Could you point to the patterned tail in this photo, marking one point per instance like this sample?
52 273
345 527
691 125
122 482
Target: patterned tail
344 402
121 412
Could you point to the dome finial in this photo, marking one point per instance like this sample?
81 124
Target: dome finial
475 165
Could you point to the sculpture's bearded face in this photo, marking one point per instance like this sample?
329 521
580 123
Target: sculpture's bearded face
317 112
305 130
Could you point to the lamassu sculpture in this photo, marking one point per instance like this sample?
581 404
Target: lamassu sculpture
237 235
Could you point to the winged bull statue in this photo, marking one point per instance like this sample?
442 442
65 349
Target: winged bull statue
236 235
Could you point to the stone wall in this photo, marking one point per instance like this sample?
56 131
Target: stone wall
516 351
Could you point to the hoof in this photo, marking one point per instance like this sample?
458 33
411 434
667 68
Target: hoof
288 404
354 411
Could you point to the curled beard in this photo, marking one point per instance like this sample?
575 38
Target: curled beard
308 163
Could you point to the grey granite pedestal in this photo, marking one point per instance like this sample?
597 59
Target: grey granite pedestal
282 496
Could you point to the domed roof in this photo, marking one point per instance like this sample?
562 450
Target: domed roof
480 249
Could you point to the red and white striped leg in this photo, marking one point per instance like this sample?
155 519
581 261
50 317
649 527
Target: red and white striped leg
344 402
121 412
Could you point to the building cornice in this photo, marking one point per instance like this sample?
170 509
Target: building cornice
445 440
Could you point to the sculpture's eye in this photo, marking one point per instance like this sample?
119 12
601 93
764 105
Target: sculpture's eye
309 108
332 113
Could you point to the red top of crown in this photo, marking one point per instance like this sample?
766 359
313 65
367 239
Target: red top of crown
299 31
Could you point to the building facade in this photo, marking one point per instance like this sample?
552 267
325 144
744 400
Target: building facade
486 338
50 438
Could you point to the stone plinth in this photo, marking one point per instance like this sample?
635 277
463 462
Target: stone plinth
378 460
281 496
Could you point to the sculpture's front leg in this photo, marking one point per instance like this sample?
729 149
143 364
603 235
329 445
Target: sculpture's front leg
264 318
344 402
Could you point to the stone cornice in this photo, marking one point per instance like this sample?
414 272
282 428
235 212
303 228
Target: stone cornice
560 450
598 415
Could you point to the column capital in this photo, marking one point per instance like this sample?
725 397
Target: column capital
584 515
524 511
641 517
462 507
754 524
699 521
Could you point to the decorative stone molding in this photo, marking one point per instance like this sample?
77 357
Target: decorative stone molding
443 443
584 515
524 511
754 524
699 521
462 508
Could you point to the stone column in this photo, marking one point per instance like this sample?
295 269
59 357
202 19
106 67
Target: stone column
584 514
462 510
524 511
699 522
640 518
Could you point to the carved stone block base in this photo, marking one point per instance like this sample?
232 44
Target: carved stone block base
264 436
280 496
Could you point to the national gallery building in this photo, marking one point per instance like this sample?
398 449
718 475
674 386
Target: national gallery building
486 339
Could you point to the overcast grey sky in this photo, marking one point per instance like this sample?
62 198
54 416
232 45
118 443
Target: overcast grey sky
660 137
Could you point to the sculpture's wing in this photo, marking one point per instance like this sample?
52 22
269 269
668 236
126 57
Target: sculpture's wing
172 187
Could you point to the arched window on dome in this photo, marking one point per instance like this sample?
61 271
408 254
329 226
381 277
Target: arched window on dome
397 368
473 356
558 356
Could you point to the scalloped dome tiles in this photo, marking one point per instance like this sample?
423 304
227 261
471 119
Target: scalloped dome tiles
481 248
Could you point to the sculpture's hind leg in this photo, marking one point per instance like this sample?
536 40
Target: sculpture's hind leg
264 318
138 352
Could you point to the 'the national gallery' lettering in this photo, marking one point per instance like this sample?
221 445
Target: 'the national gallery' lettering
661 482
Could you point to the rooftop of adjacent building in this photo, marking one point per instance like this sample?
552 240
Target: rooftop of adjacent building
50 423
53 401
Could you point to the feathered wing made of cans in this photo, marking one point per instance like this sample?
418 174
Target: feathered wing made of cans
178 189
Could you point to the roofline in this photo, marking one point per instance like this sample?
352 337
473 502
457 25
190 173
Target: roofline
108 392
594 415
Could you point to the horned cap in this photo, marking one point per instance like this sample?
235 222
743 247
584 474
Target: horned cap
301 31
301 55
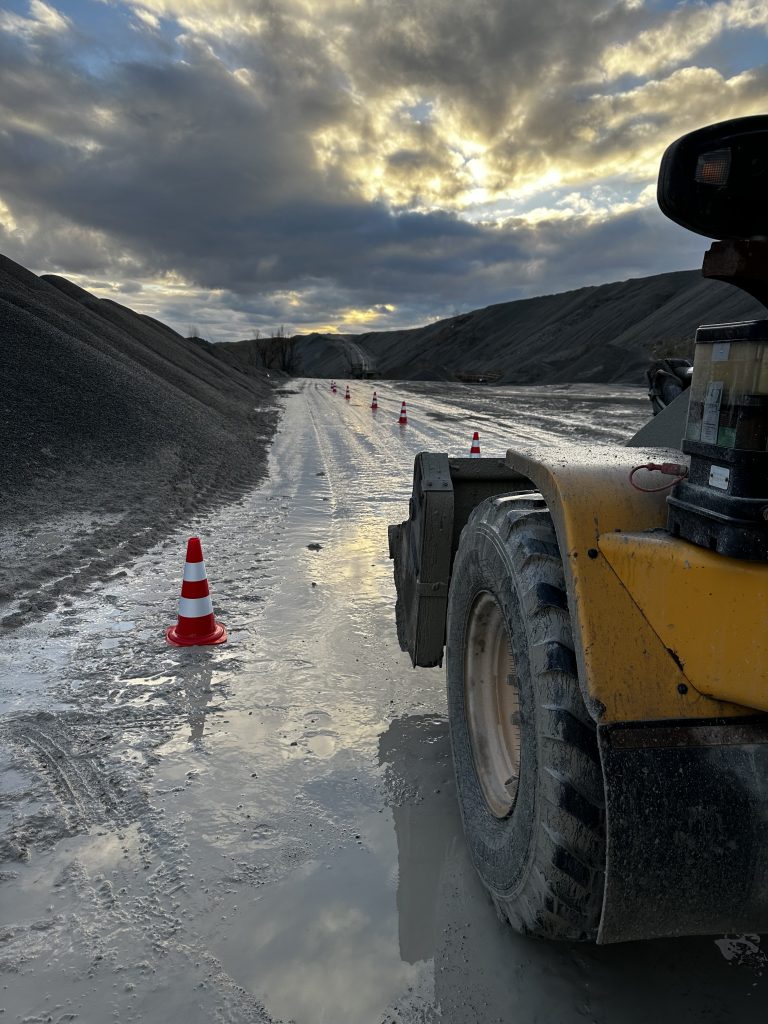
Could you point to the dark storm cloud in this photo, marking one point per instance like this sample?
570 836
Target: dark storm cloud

################

> Problem to solve: Without including any pictures, repeat the records above exactly.

> Task output:
Could you point to the patterned tail in this photo, marking one point per instance like this sample?
52 273
345 527
691 125
122 482
Target: patterned tail
344 402
121 412
Could you point to the dome finial in this photo, marking one point per instance like this sample?
81 124
Target: dome finial
475 165
Could you point to the sculpture's bearded face in this photo, marking one point per instance like this sample?
329 521
580 123
Target: sculpture's bearded face
317 112
305 130
Could you point to the lamassu sculpture in this photo, marking one point per instance like this sample?
581 404
Target: lamassu sculpture
237 235
Could you point to the winged bull statue in this photo, marking one point per instance like this sample?
442 442
65 349
Target: winged bull statue
236 235
Could you point to the stone wall in this photo, marking one point per instance like this sample?
56 131
Target: stone wall
516 351
Could you point to the hoof in this photo, marking one point per instance like this sample?
458 33
411 434
667 68
Target: hoof
288 404
354 411
Could you point to the curled beard in this photo, marking one point per instance like this sample?
575 38
Target: curled beard
308 163
Could you point to the grey granite pedestal in this photo, marking one point per instance like this sample?
597 59
Target: grey granite pedestal
282 496
Could you point to the domed roof in this photo, marking one point per instance like this sample?
562 450
Target: domed roof
480 249
Could you point to the red and white striped leg in this photo, marking one point per instance like this sample?
155 519
581 261
50 317
649 527
Target: red and white striped leg
344 402
121 412
Could you point to the building cornice in this photo, marking one point per instance like this sample?
170 509
Target: building cornice
445 440
Could you point to the sculpture's eye in this photo, marking one point per instance like this sample?
119 12
601 93
764 105
Target: sculpture's eye
309 108
332 113
Could you point to the red top of crown in this photo, marking one point per instance like this sample?
766 359
313 65
367 239
Target: red top of crown
299 31
Could you point to the building facade in this photo, marking one point per instance like this sample?
552 267
325 144
744 400
Target: building facade
486 338
50 438
Could you point to the stone plinth in this photo, marking one point per instance like this sample?
635 277
463 462
Target: stone plinth
378 460
281 496
Could you point to the sculpture's front leg in this photo, marking one point per instance like this sample?
729 149
143 364
603 235
329 445
Target: sculpture's front leg
264 318
344 402
Could you point to the stone cornice in this photo, marking one point per instance like this sample?
414 272
282 428
235 212
303 228
Target: stone cornice
560 450
598 415
Could you point to the column capital in this photo, marking one point per instance like this sample?
725 397
Target: column capital
584 515
524 511
641 517
462 507
754 524
699 521
Could you point to the decorative stone molding in this photo, marking one point per instance like this sample?
77 357
Target: decorative stone molding
443 443
584 515
524 511
754 524
699 521
462 508
Could you point to the stone column in this photo, marking one point per instance like this sample?
295 269
59 357
202 19
106 67
Target: stone column
584 514
462 510
524 511
699 522
640 518
Could you point to the carved stone block base in this photo, marking one point per instance like this sample?
232 44
Target: carved stone block base
264 436
280 496
Could you point to the national gallery building in this photo, marking one point per instance like this sample?
398 449
718 475
674 386
Target: national gallery building
486 339
Could you point to the overcast grey sky in this photo, marking one point per instance like this sample?
62 198
54 416
232 45
118 443
Target: overcast grey sky
660 137
Could you point to the sculpture's wing in this photo, marking one point per instance like this sample?
52 22
269 269
668 236
126 57
Target: sculpture's wing
172 187
Could you point to the arched window on dome in this photo, marking one point per instance like this sample?
61 271
408 254
329 226
381 277
Target: arched window on dome
397 368
473 356
558 356
Could you point to the scalloped dome tiles in this photo, marking one point per instance like this sample?
423 304
227 261
471 119
Target: scalloped dome tiles
481 248
Could you point to the sculpture's hind leg in this photo, marking one point per instance like this sample?
536 40
Target: sculpture's hind leg
264 318
138 352
Could you point to the 'the national gallery' lettering in this photo, marking one point per instance like this sample?
221 445
Target: 'the national gallery' lettering
661 482
Could you point to the rooftop of adjacent building in this photo, marking one point per instance like this sample?
552 240
Target: rooftop of adjacent building
50 423
53 401
Could you point to the feathered wing made of cans in this photo, marking one point per instance like this sample?
418 174
Target: feathered wing made of cans
178 189
Could you point to the roofline in this photo, marking one point per instance like this sample?
352 337
473 502
457 25
190 173
Target: roofline
108 392
594 415
Could you point to the horned cap in this photo, marking one point per instance like this sample?
235 222
743 247
584 474
Target: horned cap
301 31
301 55
Could you point to the dark storm cloud in this photo, marking one point per instance like this sample?
570 836
Target: dark storm cloud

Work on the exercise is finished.